- GIVEN EXERCISE:
Pull out every line in the rows below that contains the string "leaf", treating uppercase and lowercase as different.

- Excerpts from point annotation rows:
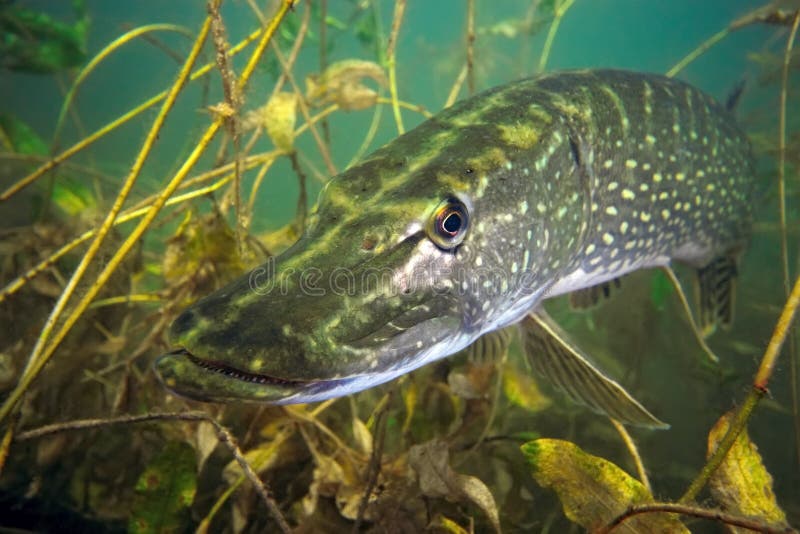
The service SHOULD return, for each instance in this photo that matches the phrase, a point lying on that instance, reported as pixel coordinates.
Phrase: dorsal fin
(735, 95)
(716, 293)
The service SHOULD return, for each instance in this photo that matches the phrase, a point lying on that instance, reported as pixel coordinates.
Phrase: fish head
(393, 271)
(366, 294)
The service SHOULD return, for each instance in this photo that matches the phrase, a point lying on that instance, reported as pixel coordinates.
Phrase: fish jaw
(211, 381)
(268, 337)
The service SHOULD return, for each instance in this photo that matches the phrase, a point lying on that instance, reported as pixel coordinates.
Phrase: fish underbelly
(586, 276)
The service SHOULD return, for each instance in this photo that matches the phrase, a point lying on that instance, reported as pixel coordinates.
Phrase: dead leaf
(780, 12)
(342, 84)
(278, 118)
(742, 484)
(523, 390)
(431, 462)
(592, 490)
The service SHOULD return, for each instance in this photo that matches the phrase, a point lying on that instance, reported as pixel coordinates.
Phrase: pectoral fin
(491, 347)
(716, 290)
(582, 299)
(556, 358)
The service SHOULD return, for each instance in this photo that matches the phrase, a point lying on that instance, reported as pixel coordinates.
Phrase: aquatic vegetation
(104, 242)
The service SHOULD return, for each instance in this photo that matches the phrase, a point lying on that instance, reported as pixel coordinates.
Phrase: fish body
(465, 224)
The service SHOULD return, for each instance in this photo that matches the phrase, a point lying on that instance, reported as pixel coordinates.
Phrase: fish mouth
(209, 380)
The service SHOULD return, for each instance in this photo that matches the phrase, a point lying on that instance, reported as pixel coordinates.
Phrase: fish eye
(449, 224)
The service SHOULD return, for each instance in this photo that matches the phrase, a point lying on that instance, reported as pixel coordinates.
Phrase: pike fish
(464, 225)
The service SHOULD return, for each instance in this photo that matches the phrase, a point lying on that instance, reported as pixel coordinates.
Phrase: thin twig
(697, 52)
(634, 452)
(223, 434)
(454, 90)
(373, 468)
(301, 103)
(302, 197)
(696, 511)
(120, 41)
(233, 103)
(40, 358)
(288, 64)
(397, 19)
(758, 390)
(787, 54)
(323, 57)
(559, 12)
(134, 212)
(111, 126)
(37, 357)
(471, 46)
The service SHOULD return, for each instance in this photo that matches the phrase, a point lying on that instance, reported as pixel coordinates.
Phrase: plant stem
(758, 390)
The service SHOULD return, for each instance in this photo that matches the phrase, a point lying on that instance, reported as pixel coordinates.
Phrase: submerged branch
(758, 390)
(695, 511)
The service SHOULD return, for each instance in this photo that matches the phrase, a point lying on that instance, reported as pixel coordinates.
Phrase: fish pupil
(451, 224)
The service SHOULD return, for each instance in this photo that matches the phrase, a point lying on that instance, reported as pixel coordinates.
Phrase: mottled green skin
(569, 179)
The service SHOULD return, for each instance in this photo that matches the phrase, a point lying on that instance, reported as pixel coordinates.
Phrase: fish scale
(547, 185)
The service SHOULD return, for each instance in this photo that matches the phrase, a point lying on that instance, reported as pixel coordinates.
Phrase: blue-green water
(647, 342)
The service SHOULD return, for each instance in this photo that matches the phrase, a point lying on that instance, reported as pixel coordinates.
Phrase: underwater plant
(112, 228)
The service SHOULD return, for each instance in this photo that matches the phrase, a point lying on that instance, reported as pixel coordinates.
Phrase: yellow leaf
(278, 118)
(742, 484)
(342, 84)
(592, 490)
(521, 389)
(436, 478)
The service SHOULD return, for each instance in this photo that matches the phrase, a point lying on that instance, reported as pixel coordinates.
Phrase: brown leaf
(779, 12)
(430, 461)
(742, 484)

- ANSWER FOR THE TASK:
Phrase: dead leaf
Phrase: yellow leaf
Phrase: brown leaf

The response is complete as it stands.